• _GOAL_:
Output nothing but the lines from the line with "Where can the shoreline" through the end of the listing below, both ends included.

## Begin GIVEN INFORMATION

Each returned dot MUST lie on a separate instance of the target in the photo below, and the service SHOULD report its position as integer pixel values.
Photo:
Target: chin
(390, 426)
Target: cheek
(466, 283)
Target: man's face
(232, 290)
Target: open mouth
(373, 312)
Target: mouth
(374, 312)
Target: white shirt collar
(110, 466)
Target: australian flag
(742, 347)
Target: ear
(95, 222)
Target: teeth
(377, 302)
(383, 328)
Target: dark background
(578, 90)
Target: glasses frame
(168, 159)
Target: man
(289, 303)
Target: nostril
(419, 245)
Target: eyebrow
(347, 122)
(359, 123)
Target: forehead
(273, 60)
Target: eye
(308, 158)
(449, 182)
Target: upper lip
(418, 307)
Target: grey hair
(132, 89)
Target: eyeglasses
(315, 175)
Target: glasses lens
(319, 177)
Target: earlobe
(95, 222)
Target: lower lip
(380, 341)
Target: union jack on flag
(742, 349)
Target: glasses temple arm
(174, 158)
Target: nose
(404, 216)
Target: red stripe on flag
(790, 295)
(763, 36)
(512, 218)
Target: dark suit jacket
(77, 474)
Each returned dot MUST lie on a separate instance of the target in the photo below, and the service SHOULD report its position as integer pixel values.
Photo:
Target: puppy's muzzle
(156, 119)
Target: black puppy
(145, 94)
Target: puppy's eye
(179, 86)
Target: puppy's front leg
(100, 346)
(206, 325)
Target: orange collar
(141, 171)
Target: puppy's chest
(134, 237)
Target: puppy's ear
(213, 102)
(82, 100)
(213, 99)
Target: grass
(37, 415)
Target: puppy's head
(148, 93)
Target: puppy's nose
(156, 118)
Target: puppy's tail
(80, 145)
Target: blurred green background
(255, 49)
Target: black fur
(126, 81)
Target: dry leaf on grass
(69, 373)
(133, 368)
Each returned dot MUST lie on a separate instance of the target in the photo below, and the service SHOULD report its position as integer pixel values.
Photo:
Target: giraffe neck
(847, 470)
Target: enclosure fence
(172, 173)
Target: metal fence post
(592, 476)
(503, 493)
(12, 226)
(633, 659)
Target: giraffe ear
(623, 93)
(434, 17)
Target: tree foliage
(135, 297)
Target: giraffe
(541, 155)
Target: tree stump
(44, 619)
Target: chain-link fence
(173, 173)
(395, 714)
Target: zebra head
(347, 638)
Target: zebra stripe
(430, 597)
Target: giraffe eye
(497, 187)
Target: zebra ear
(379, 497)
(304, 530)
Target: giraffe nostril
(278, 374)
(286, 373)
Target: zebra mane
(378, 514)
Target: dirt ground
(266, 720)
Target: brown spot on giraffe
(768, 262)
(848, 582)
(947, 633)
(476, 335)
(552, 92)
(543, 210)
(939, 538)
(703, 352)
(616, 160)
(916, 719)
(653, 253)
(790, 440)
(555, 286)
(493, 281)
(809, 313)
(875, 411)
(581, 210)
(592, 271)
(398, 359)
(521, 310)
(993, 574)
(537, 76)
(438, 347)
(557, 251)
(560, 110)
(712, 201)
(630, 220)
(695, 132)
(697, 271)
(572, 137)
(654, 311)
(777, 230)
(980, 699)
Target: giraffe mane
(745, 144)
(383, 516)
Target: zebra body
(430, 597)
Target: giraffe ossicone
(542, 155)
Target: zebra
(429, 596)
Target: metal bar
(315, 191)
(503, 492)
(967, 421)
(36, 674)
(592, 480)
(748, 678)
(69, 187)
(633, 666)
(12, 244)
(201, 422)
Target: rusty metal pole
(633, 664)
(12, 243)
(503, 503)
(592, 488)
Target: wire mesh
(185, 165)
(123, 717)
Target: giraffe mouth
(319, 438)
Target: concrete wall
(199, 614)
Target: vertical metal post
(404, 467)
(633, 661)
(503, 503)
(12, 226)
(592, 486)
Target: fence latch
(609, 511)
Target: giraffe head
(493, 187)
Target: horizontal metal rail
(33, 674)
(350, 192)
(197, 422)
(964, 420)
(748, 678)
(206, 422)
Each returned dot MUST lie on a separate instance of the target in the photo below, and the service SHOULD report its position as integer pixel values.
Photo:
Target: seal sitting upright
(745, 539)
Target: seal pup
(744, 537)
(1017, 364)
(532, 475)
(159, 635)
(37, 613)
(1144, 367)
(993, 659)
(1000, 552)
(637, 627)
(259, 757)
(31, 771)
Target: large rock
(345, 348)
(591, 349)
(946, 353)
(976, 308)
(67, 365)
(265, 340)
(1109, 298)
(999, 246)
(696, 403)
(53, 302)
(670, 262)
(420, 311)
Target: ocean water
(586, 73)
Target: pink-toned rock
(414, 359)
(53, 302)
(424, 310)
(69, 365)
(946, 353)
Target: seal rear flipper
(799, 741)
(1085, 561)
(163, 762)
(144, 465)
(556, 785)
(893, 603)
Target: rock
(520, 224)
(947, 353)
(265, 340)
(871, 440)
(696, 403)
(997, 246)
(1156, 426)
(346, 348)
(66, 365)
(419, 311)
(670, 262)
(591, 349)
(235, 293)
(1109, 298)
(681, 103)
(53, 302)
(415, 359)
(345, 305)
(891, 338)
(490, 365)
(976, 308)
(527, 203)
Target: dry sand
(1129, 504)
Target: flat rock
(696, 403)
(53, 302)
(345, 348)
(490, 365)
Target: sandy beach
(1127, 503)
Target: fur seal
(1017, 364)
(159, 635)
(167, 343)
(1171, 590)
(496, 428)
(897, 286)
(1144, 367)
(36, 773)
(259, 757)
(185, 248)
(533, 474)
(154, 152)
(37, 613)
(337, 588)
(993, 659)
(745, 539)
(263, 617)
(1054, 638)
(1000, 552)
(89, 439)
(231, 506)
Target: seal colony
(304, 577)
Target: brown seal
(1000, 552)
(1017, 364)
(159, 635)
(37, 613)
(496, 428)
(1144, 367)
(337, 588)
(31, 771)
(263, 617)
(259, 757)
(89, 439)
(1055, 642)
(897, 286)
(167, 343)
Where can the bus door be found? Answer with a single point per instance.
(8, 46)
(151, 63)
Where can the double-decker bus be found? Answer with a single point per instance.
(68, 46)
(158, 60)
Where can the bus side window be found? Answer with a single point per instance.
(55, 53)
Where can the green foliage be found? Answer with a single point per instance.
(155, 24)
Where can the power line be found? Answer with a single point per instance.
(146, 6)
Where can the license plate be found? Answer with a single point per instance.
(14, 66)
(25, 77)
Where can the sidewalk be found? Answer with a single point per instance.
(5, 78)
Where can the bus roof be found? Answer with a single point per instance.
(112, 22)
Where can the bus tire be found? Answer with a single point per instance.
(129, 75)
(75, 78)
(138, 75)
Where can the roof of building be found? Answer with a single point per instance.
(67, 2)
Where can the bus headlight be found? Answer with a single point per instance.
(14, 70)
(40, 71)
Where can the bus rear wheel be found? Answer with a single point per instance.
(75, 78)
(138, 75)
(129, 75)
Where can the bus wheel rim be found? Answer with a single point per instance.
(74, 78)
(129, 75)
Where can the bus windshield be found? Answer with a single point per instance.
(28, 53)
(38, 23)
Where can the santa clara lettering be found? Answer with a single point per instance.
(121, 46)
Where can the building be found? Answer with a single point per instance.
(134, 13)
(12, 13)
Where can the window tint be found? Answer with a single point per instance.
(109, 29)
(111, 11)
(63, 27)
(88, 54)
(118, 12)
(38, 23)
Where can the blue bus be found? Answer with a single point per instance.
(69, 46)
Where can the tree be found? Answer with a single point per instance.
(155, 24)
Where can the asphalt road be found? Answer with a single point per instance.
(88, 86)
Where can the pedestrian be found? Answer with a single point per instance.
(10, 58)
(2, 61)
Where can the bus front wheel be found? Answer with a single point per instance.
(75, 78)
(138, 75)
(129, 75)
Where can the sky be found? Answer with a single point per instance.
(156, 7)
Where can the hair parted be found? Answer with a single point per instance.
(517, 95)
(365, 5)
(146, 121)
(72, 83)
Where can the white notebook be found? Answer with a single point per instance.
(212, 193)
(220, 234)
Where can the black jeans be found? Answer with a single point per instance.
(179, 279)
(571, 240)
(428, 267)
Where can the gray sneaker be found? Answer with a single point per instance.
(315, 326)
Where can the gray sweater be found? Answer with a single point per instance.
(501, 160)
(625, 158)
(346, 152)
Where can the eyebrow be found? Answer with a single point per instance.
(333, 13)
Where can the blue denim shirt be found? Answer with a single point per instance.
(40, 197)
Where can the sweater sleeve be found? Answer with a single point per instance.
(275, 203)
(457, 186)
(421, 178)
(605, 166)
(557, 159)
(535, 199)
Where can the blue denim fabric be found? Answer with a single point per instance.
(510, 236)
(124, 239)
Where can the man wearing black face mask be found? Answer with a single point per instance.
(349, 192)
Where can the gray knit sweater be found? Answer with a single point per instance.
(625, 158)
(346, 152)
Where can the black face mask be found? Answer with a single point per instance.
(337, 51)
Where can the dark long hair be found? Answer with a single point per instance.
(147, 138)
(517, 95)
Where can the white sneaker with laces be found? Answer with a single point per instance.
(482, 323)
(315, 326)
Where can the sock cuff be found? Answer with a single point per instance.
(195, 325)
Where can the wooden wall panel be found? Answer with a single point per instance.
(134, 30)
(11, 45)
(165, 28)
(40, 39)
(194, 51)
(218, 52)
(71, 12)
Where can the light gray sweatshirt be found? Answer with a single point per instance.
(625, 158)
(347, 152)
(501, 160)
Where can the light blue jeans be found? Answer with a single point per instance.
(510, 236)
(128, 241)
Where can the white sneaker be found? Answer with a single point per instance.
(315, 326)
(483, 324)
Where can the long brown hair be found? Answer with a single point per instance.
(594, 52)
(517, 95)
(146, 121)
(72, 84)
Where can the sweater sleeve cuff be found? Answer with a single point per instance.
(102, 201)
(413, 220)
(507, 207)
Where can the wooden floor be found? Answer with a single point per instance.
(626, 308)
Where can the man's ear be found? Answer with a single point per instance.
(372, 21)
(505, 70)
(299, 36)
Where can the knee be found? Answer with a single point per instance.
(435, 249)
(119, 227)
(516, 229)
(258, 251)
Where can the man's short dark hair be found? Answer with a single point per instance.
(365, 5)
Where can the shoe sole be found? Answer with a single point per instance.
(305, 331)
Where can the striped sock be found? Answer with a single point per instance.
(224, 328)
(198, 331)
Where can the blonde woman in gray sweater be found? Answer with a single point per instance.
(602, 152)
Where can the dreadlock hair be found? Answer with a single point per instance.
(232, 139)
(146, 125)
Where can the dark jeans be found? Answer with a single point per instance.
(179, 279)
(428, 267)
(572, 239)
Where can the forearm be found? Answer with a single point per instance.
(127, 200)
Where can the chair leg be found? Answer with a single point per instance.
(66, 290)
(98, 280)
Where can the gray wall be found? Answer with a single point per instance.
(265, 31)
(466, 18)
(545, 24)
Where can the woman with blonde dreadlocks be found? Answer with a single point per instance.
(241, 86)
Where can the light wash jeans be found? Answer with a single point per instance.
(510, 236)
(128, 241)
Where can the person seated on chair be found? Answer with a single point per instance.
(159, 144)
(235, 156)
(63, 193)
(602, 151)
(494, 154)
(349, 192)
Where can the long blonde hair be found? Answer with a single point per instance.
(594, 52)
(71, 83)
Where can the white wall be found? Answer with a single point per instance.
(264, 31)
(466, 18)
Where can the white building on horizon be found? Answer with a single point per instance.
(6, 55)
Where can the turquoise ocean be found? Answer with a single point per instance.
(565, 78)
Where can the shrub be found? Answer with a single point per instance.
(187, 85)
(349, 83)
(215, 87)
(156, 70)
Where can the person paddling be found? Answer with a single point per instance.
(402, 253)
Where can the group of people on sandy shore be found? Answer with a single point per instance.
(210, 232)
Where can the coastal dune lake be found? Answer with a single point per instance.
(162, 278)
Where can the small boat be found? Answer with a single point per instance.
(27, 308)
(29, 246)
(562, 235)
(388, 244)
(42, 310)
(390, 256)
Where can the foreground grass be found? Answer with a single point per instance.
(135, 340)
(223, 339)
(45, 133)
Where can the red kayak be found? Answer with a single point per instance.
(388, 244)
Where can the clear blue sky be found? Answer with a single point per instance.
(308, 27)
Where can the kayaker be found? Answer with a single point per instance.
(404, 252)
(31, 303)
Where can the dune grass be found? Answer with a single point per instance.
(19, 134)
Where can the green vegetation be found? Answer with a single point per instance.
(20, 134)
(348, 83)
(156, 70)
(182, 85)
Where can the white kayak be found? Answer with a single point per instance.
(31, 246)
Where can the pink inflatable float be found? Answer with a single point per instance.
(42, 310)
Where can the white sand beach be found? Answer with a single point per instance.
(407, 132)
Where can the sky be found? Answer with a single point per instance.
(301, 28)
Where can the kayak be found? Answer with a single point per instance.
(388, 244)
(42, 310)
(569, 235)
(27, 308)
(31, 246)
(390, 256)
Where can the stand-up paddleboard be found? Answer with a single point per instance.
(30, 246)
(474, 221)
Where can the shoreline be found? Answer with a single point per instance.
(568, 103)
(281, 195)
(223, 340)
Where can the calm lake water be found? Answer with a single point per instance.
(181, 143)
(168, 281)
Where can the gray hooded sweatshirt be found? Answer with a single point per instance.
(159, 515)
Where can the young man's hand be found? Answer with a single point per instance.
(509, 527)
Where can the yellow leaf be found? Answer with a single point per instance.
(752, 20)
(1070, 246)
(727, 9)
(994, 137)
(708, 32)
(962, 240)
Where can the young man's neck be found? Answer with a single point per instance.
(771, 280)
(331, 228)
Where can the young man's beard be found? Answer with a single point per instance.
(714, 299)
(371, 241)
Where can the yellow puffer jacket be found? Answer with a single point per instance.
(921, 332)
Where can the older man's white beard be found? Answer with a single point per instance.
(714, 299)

## End GIVEN INFORMATION

• _OUTPUT FOR THIS EXERCISE_:
Where can the shoreline be found? Answer with a single point per instance.
(568, 103)
(281, 195)
(223, 340)
Where can the calm lake water be found? Answer with a single point per instance.
(181, 143)
(168, 281)
Where can the gray hooded sweatshirt be found? Answer with a single point per instance.
(159, 515)
Where can the young man's hand be found? Answer with a single point per instance.
(509, 527)
Where can the yellow leaf be found? Answer with a single point per instance.
(752, 20)
(1070, 246)
(727, 9)
(994, 137)
(708, 32)
(962, 240)
Where can the young man's neck be found? Answer with a single point per instance.
(771, 280)
(331, 228)
Where can the young man's beard be found? Answer with a single point per instance.
(714, 299)
(371, 241)
Where can the yellow puffer jacket be found? Answer with a single point per instance.
(921, 332)
Where can the older man's white beard be found? Answer with a single point per instance.
(714, 299)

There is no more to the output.